▶ **DIRECTIONS**:
#1 Decide whether each statement below agrees with the passage about believing impossible things, answering yes or no and quoting the exact words from the passage that settle it. (a) The writer claims to be able to believe six impossible things before breakfast. (b) The writer says every atheist holds all of the listed beliefs. (c) The passage gives consciousness as an example of an emergent property.
#2 Please reproduce word for word the stretch of the passage about believing impossible things from "I’m not sure" through "which it came.".

═══ SELECTED EXTRACT

Like Alice I am woefully unskilled in the art of believing impossible things. Even if I were to spend an entire hour a day I doubt I could develop the proficiency to believe even one impossible thing before breakfast, much less six. This lack of imagination is one of the primary reasons I could never be an atheist. (I figure since I’m already on this rant . . . )

I’m not sure how they do it, how they aquire the skill, but modern atheists have an incomparable ability to believe impossible things. Take, for example, the following list of beliefs. Not all of them are shared by every atheist, but all who claim the label believe at least one of these items:

1. Emergent properties “arise” out of more fundamental entities (i.e., matter) and yet are novel or irreducible with respect to them. Consciousness, for example, is an emergent property of the brain, arising—like magic—from a specific arrangement of molecules. This magical property which is created by the physical can also turn around and affect the physical matter from which it came.

══════
═══ GIVEN RECORDS

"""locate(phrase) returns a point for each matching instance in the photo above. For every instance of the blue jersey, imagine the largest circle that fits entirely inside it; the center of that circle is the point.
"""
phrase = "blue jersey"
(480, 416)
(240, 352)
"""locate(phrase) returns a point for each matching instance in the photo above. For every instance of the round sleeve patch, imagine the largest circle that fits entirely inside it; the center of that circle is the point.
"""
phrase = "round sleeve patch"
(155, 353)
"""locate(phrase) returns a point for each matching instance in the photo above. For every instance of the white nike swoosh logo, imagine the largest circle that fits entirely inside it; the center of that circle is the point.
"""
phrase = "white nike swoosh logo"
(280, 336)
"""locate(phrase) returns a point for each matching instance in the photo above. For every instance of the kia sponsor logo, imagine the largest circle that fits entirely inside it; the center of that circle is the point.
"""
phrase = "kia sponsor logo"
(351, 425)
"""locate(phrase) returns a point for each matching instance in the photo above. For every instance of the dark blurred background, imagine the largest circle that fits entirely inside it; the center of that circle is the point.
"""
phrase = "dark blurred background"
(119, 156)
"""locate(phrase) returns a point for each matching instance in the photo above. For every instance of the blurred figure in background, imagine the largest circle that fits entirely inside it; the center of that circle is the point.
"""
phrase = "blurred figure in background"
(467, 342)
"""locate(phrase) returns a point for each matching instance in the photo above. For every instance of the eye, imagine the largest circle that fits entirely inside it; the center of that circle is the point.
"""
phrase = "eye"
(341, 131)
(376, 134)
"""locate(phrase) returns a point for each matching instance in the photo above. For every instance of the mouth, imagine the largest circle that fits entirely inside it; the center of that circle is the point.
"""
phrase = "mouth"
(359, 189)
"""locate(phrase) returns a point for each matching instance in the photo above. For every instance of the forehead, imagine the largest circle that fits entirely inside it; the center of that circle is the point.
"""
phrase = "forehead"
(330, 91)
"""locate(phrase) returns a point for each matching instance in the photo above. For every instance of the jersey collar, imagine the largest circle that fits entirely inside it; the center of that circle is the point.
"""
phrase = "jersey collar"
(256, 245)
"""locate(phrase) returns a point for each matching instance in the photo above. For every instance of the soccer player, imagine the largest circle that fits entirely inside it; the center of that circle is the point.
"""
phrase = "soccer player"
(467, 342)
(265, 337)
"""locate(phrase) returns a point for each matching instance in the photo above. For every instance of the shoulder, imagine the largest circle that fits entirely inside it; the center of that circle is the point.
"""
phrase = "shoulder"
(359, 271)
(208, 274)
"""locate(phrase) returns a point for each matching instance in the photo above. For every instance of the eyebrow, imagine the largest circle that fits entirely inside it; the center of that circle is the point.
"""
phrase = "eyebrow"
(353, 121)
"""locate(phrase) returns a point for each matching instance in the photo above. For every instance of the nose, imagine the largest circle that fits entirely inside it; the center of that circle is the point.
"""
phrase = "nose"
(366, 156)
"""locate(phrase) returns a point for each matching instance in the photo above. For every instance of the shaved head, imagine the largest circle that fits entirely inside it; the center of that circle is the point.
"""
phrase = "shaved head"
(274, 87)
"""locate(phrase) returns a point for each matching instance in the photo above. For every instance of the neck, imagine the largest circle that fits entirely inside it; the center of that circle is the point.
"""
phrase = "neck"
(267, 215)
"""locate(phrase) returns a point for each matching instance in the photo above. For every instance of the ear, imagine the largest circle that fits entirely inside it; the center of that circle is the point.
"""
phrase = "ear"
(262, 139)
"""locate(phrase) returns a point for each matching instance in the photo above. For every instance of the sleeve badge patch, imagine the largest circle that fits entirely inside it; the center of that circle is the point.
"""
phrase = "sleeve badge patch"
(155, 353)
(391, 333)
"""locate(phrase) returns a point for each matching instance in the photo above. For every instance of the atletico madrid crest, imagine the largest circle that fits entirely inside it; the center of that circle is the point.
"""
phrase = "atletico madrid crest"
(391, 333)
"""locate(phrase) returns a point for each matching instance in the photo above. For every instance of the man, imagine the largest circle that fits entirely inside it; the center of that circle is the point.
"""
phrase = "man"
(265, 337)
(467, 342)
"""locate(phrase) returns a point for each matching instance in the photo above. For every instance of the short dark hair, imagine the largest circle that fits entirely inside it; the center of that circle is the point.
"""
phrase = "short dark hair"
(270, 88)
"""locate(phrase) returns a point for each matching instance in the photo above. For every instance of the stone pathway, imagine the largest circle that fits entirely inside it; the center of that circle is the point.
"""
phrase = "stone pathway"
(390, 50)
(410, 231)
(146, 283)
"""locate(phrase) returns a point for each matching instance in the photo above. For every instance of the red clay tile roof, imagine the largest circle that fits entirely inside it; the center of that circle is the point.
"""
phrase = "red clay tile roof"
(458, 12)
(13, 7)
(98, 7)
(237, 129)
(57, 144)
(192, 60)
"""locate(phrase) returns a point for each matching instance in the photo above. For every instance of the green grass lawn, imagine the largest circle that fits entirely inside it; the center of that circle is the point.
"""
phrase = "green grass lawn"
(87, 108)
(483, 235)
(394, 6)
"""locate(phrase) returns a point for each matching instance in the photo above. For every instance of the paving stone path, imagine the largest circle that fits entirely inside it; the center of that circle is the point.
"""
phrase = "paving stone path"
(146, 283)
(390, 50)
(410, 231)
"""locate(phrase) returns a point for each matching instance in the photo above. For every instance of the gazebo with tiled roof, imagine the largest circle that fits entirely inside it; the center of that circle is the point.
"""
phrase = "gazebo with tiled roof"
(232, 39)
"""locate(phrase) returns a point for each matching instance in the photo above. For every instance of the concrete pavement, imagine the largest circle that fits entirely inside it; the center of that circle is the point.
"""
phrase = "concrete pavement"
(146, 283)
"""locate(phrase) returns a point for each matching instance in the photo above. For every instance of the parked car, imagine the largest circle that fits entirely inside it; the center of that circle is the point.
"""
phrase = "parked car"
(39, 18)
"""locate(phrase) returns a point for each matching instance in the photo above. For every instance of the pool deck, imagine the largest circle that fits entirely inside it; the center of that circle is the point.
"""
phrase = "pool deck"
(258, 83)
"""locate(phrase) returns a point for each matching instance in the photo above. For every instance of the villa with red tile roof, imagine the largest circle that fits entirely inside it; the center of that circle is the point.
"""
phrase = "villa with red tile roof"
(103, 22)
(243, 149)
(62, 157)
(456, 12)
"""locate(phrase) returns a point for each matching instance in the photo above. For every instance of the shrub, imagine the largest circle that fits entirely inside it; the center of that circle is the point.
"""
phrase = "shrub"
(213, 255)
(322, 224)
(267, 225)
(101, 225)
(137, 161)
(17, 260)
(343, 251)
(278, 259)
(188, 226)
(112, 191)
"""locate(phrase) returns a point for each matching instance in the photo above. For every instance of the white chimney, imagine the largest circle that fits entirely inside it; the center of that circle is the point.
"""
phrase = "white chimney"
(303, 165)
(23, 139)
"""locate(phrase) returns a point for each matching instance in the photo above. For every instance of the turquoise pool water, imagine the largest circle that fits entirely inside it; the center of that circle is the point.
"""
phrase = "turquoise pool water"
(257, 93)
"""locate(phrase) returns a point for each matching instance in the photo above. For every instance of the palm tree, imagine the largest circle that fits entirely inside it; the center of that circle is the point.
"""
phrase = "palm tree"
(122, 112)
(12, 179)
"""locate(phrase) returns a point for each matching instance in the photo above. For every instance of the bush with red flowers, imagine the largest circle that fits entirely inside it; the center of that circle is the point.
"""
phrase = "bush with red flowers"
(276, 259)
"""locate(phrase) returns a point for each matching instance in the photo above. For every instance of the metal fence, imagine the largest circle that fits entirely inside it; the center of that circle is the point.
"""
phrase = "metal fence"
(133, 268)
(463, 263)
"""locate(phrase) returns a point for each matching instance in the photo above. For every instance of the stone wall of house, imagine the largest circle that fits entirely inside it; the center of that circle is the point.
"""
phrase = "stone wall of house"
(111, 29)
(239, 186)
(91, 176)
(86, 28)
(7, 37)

══════

▶ **YOUR WRITTEN ANSWERS**:
#1
(a) No: "I doubt I could develop the proficiency to believe even one impossible thing before breakfast, much less six."
(b) No: "Not all of them are shared by every atheist"
(c) Yes: "Consciousness, for example, is an emergent property of the brain"

#2
I’m not sure how they do it, how they aquire the skill, but modern atheists have an incomparable ability to believe impossible things. Take, for example, the following list of beliefs. Not all of them are shared by every atheist, but all who claim the label believe at least one of these items:

1. Emergent properties “arise” out of more fundamental entities (i.e., matter) and yet are novel or irreducible with respect to them. Consciousness, for example, is an emergent property of the brain, arising—like magic—from a specific arrangement of molecules. This magical property which is created by the physical can also turn around and affect the physical matter from which it came.